━━━━━ Texte de l'exercice ━━━━━

Pourquoi fermer maintenant ?
Comme pour beaucoup d’entreprises, la pandémie de 2020 a été une période difficile, même si l’engouement du public ne s’est jamais démenti. « On aurait pu exploser l’offre de service tellement la demande était forte, rappelle Charly, mais en même temps, c’était impossible d’accueillir tout le monde à cause des restrictions. »
Après la pandémie, la notoriété de Zone Aventure était telle que l’entreprise a atteint un point charnière. Augmenter le nombre de départs, le nombre d’embarcations, acheter un deuxième autobus, toutes ces options étaient réalisables, mais l’impact de cette augmentation sur la rivière a freiné leur désir d’expansion. « C’est une petite rivière, et la présence d’un trop grand nombre de kayakistes aurait fini par ruiner l’expérience de contact intime avec la nature qui est l’ADN de Zone Aventure », rappelle Charly.
En 2023, la réfection du pont sur la rivière du Loup a forcé l’annulation de la saison, et le couple a poussé plus loin sa remise en question. Il aura fallu deux saisons de plus pour en arriver à la conclusion que le temps était venu pour Tony et Charly passer à autre chose. « Ce bébé que j’ai mis au monde, il a dix-huit ans maintenant, il est temps de le laisser aller ! », explique Tony.
Zone Aventure serait donc en voie de disparaître du paysage de Saint-Joseph ? Oui et non. Si le couple n’avait aucune relève en vue, l’annonce de la fermeture sur les réseaux sociaux a suscité quelques vocations. « C’est sûr que le terrain ici nous appartient, note Tony, mais il y a d’autres emplacements, au Kamouraska ou même ici, à Saint-Joseph, et quelques personnes nous ont approchés pour reprendre l’équipement et le concept de Zone Aventure. »
Il serait prêt à accompagner un éventuel repreneur, autant pour faciliter la suite du projet que pour s’assurer que la philosophie de l’entreprise sera bien comprise. Pas facile de laisser aller un projet aussi intimement lié à la personnalité de ses propriétaires !
La vie devant soi
En quittant Zone Aventure, le couple se retrouve devant mille possibilités. Directeur de la Sebka à Saint-André depuis sept ans, Tony a une foule de projets pour renforcer la mission environnementale de l’organisme, et Charly compte renouer avec la biologie en y suivant son amoureux.

━━━━━ Entrées affichées ━━━━━

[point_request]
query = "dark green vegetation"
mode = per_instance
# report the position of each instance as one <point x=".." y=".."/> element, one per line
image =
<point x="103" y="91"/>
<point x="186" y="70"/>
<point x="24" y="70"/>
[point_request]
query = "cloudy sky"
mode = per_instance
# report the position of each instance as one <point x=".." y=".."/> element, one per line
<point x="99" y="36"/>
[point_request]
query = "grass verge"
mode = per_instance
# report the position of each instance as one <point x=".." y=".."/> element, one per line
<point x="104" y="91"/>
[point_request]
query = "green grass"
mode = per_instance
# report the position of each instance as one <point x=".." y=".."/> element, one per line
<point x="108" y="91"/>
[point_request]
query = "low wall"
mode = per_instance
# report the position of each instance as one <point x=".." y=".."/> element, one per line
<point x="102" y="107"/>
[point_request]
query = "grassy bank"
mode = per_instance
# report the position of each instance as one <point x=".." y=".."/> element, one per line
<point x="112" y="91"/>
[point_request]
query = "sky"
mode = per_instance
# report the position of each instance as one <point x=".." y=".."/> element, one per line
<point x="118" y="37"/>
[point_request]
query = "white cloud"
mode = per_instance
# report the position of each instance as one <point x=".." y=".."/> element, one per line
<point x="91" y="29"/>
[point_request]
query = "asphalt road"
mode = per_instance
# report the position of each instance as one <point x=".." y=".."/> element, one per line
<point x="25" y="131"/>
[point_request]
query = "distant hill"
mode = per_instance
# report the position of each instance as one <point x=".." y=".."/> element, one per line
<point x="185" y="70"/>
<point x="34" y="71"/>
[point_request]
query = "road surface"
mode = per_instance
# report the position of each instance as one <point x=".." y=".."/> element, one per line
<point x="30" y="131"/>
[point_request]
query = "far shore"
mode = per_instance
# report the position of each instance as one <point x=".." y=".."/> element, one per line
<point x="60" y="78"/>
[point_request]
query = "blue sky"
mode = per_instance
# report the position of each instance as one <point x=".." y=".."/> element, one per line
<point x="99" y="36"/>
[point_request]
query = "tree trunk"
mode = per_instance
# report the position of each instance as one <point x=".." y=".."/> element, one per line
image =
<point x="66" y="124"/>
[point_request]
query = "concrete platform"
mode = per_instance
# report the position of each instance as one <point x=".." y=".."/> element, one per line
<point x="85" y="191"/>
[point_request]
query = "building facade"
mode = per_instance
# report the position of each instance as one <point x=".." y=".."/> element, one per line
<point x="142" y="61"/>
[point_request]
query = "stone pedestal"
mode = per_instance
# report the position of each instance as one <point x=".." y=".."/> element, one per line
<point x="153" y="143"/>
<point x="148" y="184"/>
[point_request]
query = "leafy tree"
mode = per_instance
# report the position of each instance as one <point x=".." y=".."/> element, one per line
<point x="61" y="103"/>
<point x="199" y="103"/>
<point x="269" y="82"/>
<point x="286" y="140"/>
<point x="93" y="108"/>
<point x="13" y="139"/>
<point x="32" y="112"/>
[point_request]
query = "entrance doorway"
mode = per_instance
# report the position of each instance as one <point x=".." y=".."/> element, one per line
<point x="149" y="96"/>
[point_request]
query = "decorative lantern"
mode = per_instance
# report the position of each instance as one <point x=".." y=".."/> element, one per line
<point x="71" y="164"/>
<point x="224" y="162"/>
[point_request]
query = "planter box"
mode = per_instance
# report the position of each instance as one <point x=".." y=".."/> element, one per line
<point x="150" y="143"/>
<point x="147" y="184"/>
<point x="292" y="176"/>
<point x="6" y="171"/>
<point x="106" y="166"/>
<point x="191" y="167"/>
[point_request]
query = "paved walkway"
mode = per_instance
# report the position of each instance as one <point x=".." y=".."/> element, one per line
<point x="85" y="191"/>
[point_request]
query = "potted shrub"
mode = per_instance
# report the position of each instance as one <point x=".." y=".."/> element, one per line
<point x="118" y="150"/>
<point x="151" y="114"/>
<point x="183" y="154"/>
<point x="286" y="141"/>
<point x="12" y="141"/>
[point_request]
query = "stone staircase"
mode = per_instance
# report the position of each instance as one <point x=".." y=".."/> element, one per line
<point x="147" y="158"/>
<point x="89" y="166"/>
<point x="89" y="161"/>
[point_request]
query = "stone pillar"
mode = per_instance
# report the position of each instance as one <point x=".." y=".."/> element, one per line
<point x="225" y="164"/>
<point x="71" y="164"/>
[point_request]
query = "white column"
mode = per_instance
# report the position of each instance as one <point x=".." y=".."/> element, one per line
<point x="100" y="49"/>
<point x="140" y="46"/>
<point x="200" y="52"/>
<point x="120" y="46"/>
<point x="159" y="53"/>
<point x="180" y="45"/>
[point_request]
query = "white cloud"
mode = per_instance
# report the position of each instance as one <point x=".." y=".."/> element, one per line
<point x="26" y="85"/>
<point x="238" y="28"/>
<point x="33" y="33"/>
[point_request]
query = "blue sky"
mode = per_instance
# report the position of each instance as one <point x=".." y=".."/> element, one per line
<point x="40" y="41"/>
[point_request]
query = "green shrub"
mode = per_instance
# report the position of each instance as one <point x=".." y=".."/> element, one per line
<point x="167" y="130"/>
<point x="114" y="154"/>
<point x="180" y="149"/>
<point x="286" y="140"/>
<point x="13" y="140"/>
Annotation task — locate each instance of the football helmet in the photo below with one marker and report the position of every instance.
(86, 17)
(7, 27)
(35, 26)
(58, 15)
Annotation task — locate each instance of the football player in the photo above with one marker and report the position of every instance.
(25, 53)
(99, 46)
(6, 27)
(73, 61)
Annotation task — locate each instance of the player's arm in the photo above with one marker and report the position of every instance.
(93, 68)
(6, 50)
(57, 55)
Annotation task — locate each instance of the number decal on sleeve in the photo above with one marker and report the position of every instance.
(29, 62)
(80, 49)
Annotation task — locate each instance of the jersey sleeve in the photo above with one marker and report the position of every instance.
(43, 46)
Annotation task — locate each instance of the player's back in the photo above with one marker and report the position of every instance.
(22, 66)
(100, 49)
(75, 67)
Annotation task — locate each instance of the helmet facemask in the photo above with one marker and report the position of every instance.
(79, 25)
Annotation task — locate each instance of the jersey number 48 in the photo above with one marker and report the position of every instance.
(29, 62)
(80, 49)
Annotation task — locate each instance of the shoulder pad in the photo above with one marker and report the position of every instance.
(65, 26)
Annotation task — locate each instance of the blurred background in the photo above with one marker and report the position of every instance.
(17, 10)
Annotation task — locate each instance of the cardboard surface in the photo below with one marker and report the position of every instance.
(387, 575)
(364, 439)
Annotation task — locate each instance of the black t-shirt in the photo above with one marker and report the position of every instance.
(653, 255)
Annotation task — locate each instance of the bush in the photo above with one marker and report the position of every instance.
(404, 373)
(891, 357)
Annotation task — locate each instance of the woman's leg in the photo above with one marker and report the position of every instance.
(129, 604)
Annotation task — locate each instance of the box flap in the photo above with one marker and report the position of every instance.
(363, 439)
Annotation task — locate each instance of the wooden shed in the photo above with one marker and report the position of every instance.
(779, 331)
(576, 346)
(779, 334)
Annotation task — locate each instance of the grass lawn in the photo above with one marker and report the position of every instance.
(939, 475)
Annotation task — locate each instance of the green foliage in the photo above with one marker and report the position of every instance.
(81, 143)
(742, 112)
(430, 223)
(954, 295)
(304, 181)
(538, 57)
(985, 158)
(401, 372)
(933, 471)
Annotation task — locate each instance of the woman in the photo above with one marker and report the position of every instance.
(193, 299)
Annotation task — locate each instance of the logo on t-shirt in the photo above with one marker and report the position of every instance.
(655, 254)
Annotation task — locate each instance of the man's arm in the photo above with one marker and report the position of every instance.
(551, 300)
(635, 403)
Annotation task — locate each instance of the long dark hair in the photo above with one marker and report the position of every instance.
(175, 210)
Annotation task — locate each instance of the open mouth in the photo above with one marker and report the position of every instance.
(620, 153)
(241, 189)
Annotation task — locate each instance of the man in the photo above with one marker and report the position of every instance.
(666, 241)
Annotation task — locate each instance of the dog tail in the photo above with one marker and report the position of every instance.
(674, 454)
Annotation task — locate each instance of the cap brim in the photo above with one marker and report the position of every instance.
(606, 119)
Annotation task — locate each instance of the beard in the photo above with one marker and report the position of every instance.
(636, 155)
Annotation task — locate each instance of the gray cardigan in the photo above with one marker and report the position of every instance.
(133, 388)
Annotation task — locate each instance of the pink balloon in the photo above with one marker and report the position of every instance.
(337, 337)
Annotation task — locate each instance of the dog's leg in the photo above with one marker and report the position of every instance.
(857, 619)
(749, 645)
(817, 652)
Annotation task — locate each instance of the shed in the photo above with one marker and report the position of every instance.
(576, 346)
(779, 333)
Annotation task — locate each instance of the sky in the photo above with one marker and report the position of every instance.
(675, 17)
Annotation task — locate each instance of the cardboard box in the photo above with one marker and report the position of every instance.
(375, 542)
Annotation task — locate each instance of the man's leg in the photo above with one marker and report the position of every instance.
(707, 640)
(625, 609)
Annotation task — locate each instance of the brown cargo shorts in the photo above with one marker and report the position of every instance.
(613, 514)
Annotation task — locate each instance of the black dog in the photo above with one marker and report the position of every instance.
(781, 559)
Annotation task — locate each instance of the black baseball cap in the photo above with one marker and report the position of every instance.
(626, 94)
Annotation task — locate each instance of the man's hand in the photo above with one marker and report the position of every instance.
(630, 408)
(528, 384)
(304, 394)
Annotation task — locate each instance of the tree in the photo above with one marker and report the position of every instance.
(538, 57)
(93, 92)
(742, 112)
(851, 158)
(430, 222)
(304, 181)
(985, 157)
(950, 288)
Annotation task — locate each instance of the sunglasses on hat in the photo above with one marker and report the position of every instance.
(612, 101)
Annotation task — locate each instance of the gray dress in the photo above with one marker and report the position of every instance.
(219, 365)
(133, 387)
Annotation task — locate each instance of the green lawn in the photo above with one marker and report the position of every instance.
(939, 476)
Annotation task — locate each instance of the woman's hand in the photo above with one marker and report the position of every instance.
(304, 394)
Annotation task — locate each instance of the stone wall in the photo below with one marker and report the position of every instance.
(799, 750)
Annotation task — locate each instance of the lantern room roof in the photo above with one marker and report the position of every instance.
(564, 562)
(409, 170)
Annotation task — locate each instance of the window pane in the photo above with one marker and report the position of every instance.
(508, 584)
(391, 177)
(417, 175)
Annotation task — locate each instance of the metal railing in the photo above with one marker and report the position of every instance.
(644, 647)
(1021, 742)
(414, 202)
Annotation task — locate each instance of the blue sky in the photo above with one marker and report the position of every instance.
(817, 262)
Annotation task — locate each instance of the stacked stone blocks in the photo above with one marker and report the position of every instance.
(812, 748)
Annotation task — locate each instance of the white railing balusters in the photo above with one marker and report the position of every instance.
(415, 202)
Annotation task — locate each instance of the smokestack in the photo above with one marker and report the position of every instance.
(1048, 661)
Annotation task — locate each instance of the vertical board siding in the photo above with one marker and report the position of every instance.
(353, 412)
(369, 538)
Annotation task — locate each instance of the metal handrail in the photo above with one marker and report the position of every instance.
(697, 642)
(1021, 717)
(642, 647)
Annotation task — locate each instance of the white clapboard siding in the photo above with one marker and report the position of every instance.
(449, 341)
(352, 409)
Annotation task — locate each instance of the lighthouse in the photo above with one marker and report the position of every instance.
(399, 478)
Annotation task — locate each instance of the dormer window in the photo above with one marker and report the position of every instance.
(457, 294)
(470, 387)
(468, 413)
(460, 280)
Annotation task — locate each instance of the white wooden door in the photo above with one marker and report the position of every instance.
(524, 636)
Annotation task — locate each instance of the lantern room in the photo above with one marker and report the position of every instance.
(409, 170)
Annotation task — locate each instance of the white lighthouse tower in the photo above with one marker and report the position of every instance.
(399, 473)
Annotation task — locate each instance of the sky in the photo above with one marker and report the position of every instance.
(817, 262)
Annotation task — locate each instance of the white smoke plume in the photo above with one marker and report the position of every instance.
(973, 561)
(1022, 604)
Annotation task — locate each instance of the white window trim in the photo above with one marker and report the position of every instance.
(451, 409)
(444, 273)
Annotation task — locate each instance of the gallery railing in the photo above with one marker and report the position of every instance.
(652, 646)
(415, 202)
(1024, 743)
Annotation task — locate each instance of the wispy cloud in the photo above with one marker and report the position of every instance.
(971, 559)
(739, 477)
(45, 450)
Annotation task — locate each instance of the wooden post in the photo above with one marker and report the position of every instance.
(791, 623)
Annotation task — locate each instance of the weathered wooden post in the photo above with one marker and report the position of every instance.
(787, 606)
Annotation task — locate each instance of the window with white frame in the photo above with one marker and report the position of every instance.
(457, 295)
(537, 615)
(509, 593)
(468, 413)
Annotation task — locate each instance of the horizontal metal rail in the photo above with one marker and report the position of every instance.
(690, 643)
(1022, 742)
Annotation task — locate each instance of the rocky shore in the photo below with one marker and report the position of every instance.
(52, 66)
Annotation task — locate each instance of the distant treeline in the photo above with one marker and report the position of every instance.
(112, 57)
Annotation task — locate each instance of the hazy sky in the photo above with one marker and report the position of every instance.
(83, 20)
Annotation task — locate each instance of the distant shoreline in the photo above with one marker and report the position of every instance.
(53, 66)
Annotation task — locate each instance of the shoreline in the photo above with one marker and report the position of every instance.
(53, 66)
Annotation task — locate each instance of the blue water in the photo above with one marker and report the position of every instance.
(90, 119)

━━━━━

Écrivez la suite du texte sur la fermeture de Zone Aventure, juste après sa dernière phrase. Les entrées ne servent à rien pour ce travail.

• _Corrigé de l'exercice_:
Mais après tant d’étés dédiés au public, Tony et Charly veulent aussi s’offrir le luxe de savourer la nature sauvage pour elle-même, dans la solitude et le silence. Dans leurs bagages, la chaleur des amitiés construites au fil des années, des souvenirs à la pelle, et la fierté d’avoir contribué à faire connaître et aimer un coin du Doux pays cher à leur cœur.
« On a encore plein de projets, mais une chose est sûre, nous allons nous garder de l’espace et du temps pour vivre d’autres aventures », conclut Tony. Des aventures en communion avec la nature, qui leur a appris tant de choses et qui continuera de les faire grandir.
Prendre soin de son terrain de jeu
Chaque randonnée avec Zone Aventure est l’occasion d’une prise de conscience environnementale. Des panneaux d’interprétation expliquent la rivière et ses berges, et les guides sont formés pour décrire la biodiversité environnante.
« Dès le départ, rappelle Tony, nous tenions à garder une philosophie d’entreprise qui est proche du client, en donnant non seulement des conseils de sécurité sur l’eau, mais aussi en faisant mieux comprendre la nature. Cette sangsue qui te répugne, elle a une fonction bien précise dans l’écosystème, et si tu la connais mieux, ben tu l’aimes plus. »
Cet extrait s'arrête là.